### Problem A
In the redacted command and source appendix, give the topic label of each bullet marked "source".
### Problem B
Please carry on the redacted command and source appendix from its final line.

### Given passage
§ §

Redacted command and source appendix
  • command Real-token commands used environment variables populated from /tmp/setup-token with shell tracing off. The token value was never included in command text, stdout, or this report.
  • command OpenShell smoke shape: openshell sandbox exec -n right-test-shared --no-tty --timeout 180 -- sh -lc '... npx -y @earendil-works/pi-coding-agent@0.74.0 --version; npx -y opencode-ai@1.14.49 --version; npx -y @openai/codex@0.130.0 --version'.
  • command Pi real-token shape: ANTHROPIC_OAUTH_TOKEN=<redacted> npx -y @earendil-works/pi-coding-agent@0.74.0 --provider anthropic --model claude-sonnet-4-5 --mode json --no-tools --no-session -p 'Reply exactly RA_OK'.
  • source Pi auth: /private/tmp/right-agent-pi-src/packages/ai/src/env-api-keys.ts:96-99 and /private/tmp/right-agent-pi-src/packages/ai/src/providers/anthropic.ts:758-839.
  • source Pi RPC: /private/tmp/right-agent-pi-src/packages/coding-agent/test/rpc.test.ts:14-126 covers OAuth/API-key gated RPC startup, state, session JSONL, compaction, and bash command execution.
  • source Rig Anthropic auth: /private/tmp/right-agent-rig-src/crates/rig-core/src/providers/anthropic/client.rs:55-60 emits x-api-key; :110-116 reads ANTHROPIC_API_KEY.
  • source Deep Agents skills: /private/tmp/right-agent-deepagents-src/action.yml:153-203 installs directories containing SKILL.md.
  • source Deep Agents ACP: /private/tmp/right-agent-deepagents-src/libs/acp/examples/demo_agent.py:13-19 imports Deep Agents, LangGraph checkpointer, and AgentServerACP; :45-78 builds the checkpointer-backed agent; :118-119 runs ACP.
  • source Codex app-server protocol: /private/tmp/right-agent-codex-src/codex-rs/app-server-protocol/schema/typescript/v2/ThreadResumeParams.ts:10-20 and ThreadForkParams.ts:10-18.
Completion audit against /tmp/goal-unconfirmed
  • ACP is not presented as a backend alternative: passed.
  • LangChain/LangGraph is researched as first-class: passed, with Deep Agents separated from generic LangChain.
  • ACP resume/fork answered directly: passed, stable optional resume/load, draft fork.
  • Skills support assessed for every candidate: passed.

§ §

### Dataset content
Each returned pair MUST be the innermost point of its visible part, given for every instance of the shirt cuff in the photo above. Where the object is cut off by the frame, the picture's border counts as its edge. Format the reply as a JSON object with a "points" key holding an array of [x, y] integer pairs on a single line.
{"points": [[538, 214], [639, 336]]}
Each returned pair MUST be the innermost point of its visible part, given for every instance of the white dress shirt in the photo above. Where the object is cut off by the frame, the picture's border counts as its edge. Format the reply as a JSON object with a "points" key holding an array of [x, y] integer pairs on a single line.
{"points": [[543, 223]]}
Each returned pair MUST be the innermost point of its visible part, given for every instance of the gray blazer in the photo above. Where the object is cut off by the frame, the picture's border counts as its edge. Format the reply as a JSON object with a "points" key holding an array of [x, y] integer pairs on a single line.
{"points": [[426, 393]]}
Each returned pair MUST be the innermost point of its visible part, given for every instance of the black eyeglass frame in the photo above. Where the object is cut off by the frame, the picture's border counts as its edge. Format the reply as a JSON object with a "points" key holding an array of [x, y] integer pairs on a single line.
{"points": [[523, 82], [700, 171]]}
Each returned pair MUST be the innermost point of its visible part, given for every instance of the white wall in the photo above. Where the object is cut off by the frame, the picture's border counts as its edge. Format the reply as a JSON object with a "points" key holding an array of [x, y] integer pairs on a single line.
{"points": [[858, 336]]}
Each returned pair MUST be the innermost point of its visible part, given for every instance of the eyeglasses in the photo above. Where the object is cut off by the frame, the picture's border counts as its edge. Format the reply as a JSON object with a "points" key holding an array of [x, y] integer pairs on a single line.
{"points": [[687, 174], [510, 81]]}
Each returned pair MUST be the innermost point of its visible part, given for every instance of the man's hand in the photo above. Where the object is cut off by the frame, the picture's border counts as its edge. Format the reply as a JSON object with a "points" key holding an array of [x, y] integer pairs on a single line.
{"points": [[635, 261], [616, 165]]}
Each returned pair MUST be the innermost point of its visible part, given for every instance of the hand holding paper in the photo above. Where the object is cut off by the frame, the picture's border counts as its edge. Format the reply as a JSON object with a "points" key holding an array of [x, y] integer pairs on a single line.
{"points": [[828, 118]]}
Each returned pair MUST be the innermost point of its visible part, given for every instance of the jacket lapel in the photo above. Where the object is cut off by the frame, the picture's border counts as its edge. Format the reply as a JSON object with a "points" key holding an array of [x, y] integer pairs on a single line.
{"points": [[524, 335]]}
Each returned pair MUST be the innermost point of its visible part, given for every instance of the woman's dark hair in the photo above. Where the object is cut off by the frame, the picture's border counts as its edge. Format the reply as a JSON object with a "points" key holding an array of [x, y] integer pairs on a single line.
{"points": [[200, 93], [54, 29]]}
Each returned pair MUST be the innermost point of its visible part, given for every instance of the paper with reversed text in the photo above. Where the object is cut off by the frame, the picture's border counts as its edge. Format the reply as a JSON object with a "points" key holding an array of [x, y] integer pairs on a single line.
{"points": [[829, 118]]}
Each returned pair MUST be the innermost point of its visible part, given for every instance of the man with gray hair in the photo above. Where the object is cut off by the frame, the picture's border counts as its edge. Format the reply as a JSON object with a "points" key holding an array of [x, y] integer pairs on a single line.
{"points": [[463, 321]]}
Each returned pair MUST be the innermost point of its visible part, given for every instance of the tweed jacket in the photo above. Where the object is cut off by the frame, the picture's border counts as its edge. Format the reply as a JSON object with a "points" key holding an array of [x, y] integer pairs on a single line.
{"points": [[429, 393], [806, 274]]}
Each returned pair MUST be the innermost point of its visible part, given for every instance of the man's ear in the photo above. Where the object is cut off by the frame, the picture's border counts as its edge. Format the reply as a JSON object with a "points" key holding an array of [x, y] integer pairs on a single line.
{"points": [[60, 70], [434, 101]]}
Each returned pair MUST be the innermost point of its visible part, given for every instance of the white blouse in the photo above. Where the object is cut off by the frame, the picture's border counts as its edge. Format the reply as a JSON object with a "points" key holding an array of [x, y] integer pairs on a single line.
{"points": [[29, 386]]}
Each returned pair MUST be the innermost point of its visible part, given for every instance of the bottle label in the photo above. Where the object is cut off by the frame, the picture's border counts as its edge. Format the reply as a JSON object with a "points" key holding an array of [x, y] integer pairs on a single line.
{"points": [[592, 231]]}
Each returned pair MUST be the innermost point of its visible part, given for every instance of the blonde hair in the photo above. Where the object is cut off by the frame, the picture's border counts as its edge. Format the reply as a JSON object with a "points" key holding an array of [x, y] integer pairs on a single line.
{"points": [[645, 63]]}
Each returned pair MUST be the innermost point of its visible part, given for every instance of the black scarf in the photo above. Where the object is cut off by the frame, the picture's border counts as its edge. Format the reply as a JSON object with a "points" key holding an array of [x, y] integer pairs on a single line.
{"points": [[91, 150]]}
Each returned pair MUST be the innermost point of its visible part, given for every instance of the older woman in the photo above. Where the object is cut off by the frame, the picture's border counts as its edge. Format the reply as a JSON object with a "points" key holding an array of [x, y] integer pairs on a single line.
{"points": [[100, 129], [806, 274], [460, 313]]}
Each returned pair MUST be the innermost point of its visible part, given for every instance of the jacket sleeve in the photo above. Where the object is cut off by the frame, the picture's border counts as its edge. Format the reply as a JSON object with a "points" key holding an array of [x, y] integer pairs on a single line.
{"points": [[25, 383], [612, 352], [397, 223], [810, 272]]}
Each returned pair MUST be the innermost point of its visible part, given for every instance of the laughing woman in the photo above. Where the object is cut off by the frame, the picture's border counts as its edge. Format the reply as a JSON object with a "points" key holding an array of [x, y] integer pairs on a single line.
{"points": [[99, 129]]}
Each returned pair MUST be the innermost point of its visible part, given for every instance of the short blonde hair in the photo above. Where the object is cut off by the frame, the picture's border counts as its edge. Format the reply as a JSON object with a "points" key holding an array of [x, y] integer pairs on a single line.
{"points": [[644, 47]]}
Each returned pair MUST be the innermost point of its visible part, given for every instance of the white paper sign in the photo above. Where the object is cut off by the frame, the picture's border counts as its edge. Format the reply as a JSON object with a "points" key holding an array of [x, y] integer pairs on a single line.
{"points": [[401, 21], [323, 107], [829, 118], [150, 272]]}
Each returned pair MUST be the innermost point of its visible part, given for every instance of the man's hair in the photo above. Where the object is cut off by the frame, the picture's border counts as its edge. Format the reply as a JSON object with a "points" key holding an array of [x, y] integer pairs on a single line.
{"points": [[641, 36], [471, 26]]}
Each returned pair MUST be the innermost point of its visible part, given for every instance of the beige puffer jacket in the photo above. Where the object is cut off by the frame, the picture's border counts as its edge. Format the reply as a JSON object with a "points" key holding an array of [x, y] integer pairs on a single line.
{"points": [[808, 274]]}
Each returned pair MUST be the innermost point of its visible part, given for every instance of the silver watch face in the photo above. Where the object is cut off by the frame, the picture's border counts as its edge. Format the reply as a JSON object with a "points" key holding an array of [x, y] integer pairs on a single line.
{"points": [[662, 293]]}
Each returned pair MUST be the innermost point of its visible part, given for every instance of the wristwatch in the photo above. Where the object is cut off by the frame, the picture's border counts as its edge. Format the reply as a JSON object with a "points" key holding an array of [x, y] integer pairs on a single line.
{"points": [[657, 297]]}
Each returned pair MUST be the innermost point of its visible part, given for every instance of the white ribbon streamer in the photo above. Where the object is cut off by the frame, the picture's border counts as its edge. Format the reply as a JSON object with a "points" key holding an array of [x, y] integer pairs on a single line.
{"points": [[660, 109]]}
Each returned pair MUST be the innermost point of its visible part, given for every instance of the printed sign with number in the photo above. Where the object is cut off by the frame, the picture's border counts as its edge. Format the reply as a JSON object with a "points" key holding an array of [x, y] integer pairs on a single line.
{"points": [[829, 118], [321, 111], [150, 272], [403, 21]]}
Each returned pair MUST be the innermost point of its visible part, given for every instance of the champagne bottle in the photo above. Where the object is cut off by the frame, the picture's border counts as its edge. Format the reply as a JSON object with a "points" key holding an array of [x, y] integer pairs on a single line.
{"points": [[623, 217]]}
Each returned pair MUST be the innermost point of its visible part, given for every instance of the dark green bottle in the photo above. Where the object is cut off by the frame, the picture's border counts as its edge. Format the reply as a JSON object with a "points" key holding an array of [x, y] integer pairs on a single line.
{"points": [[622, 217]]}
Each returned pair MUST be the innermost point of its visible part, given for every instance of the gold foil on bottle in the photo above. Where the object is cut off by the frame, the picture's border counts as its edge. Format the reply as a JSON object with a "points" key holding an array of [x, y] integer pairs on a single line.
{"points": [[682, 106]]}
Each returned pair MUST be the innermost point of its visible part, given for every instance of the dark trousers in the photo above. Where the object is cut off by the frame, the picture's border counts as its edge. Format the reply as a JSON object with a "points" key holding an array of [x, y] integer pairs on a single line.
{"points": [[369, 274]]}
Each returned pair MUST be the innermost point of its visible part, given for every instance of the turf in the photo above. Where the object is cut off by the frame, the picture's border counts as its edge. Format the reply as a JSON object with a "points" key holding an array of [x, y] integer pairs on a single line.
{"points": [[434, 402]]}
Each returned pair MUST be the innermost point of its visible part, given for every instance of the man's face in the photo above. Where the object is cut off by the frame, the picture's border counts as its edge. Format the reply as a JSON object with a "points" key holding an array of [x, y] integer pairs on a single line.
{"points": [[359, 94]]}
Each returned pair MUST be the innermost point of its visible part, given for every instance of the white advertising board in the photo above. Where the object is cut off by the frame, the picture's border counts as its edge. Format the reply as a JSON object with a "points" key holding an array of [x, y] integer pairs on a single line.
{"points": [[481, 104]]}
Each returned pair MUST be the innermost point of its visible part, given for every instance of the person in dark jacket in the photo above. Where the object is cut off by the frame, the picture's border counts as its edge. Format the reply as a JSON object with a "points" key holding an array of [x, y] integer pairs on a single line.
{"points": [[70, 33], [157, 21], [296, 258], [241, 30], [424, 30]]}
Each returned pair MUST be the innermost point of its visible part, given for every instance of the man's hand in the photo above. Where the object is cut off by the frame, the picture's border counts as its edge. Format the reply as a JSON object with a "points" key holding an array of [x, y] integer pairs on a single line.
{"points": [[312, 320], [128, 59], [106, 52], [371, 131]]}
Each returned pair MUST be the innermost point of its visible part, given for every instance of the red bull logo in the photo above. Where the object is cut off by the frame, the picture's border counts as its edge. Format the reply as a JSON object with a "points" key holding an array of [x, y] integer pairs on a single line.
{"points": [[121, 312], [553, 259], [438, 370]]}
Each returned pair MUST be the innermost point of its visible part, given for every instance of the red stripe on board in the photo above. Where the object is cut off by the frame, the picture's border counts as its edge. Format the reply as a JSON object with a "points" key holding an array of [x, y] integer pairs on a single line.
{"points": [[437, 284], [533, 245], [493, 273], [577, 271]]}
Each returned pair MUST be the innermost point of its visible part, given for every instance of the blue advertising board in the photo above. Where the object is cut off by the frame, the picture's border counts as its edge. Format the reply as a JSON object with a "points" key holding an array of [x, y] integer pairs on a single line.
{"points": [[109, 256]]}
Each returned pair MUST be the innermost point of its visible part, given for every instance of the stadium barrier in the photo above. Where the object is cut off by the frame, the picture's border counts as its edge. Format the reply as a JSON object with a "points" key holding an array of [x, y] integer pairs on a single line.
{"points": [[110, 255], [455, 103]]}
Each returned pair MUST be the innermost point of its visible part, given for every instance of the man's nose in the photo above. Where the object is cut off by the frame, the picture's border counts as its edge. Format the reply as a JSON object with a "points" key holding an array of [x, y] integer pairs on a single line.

§ §

### Written reply A
Pi auth
Pi RPC
Rig Anthropic auth
Deep Agents skills
Deep Agents ACP
Codex app-server protocol

### Written reply B
  • Claude setup-token research includes official docs, GitHub anecdotes, and local test: passed.
  • Local tests use clean installs/config: passed for all executed tests.
  • Third-party real-token tests: rerun after explicit approval. Pi passed. OpenCode/LangChain API-key-shaped paths reached Anthropic 429. Codex ignored Claude envs. Rig.rs has no first-party harness CLI; source plus direct first-party wire-equivalent probe was recorded.
  • OpenShell proof: passed for Pi/OpenCode/Codex CLI smoke; Python present; Cargo absent, so Rig sandbox execution requires prebuilt binary or sandbox image change.
  • Weak claims: passed. Remaining partials are listed in the resolved-claim ledger with exact evidence level and next proof path.
  • Secret exposure: token was not printed, not embedded in this report, and not found in disposable /private/tmp/right-agent-auth-* files after the run.
  • Revised scoring: passed, with implementation effort excluded, weighted fit-only rubric, per-aspect point columns, and arithmetic totals out of 85 for Claude Code, Codex + Claude Code, Pi, OpenCode, Deep Agents/LangGraph, ACP, Rig.rs, LangSmith Deployment, generic LangChain, and LangServe. Local verifier confirmed all ten score rows sum correctly.
  • Codex path re-research: passed, Codex is now presented as the OpenAI half of a two-backend Codex + Claude Code strategy, not as a Claude setup-token replacement.
  • Quick comparison without full prose: heatmap, scorecards, filters, and test matrix provided.